What you should do:
Print the line containing "If you could mark the tree" and each line after it through the end, please, with nothing added.
* start Supplied data *
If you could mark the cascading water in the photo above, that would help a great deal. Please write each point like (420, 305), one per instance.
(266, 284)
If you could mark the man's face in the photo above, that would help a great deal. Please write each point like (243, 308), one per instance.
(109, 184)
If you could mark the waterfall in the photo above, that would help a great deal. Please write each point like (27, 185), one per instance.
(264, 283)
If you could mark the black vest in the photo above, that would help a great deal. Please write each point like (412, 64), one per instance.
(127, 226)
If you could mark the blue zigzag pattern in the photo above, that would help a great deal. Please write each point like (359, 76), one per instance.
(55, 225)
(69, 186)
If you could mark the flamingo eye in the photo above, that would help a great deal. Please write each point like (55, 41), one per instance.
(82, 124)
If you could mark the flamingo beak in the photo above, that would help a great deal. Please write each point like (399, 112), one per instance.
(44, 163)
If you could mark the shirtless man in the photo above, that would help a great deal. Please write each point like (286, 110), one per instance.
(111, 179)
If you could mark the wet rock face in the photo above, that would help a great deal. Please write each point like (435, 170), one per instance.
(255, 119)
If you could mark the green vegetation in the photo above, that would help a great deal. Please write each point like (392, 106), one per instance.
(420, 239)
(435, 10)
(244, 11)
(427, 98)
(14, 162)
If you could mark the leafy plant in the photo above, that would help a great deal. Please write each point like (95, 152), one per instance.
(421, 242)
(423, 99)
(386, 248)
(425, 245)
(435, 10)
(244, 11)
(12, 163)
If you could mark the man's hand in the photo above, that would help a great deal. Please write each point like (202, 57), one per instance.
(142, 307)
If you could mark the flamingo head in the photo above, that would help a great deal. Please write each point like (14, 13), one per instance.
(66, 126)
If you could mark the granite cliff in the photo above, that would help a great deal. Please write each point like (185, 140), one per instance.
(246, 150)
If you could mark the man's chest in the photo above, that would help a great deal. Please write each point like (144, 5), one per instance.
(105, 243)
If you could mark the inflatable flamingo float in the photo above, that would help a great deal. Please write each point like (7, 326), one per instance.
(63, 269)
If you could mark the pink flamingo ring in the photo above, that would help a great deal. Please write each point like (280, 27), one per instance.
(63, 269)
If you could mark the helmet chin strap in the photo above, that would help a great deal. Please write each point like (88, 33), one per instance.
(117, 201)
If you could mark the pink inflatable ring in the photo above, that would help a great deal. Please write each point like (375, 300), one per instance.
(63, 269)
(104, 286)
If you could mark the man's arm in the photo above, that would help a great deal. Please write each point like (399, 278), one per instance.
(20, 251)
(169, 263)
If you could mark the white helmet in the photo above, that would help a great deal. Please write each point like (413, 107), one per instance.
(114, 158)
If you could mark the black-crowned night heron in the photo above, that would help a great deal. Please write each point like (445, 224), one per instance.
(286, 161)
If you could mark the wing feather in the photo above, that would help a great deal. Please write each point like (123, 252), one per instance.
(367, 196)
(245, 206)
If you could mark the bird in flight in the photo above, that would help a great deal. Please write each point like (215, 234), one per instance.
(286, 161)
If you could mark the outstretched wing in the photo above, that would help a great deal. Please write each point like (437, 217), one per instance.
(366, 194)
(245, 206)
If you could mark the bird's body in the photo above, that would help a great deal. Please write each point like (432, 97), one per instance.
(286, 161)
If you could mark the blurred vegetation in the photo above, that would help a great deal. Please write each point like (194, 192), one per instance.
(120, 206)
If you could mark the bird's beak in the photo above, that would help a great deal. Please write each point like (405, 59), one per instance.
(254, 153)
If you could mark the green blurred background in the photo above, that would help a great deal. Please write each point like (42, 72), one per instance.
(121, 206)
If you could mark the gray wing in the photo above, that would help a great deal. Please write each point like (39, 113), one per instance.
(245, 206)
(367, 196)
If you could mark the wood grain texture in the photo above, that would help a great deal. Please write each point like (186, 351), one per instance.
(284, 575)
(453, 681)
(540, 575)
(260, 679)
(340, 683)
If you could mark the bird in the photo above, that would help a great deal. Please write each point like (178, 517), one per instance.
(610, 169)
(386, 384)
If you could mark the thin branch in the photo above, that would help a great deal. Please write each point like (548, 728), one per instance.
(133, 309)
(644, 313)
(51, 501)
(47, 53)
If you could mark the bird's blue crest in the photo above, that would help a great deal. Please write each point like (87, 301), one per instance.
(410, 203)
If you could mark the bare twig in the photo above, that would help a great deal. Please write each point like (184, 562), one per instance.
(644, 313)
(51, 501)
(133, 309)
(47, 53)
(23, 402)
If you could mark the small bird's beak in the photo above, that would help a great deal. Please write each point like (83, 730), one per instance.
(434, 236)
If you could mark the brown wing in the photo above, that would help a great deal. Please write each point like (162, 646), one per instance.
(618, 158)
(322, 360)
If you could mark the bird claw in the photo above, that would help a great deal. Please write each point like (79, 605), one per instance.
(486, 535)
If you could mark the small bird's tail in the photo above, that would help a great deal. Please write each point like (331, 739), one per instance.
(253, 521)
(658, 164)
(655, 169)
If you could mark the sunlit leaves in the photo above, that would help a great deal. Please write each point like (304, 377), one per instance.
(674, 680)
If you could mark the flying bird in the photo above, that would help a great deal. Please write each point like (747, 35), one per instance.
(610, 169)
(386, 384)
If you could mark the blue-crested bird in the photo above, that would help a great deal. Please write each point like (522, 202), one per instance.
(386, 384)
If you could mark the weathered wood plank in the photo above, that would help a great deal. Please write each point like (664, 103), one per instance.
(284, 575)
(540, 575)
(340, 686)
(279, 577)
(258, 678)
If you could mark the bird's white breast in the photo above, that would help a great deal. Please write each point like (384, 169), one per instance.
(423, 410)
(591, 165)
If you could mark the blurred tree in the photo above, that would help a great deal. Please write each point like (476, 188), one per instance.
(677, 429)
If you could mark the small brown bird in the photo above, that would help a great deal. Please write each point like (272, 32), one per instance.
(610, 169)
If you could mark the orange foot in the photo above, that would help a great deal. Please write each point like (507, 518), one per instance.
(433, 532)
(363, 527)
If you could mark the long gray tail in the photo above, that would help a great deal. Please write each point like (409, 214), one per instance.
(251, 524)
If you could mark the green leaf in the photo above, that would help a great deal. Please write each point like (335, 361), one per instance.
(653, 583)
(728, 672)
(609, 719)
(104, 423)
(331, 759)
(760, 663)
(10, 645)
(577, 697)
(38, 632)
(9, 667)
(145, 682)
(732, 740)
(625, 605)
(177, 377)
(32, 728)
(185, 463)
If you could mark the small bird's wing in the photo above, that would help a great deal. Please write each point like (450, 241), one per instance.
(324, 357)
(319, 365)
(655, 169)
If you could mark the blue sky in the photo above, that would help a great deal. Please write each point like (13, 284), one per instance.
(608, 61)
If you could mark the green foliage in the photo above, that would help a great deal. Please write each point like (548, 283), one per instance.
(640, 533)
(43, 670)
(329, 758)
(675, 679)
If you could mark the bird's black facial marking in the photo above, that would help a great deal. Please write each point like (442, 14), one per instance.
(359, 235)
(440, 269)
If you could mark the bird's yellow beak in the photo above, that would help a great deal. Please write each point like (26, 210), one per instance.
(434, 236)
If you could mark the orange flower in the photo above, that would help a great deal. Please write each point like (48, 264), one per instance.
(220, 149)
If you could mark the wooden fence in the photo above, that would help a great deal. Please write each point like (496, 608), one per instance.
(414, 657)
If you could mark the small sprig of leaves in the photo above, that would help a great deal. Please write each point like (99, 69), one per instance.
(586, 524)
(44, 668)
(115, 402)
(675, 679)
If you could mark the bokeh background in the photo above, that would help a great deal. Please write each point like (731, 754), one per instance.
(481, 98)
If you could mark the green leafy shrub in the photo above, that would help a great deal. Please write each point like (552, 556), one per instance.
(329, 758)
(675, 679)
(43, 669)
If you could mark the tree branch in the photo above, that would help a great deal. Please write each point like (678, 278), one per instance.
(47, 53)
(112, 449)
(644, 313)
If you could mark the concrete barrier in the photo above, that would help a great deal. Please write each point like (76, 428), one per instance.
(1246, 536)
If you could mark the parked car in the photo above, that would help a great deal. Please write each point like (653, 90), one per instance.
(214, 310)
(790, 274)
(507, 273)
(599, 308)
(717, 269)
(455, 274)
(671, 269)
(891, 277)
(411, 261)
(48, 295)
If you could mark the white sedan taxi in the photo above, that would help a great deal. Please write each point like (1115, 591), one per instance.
* end Supplied data *
Task result:
If you could mark the tree branch in the photo above, that would help a great deal. Please write each point like (678, 278), one per instance.
(47, 53)
(112, 449)
(644, 313)
If you could mark the concrete barrier in the photo above, that would help a great deal. Please write each point like (76, 428), one per instance.
(1246, 536)
If you could mark the parked car in the photo above, that would help a great deal. Please write each point like (653, 90), one per instance.
(214, 310)
(790, 274)
(507, 273)
(599, 308)
(717, 269)
(455, 274)
(671, 269)
(891, 277)
(411, 261)
(48, 295)
If you could mark the white sedan taxi in the photo above, that would help a great deal. Please write each point like (1115, 591), one per instance.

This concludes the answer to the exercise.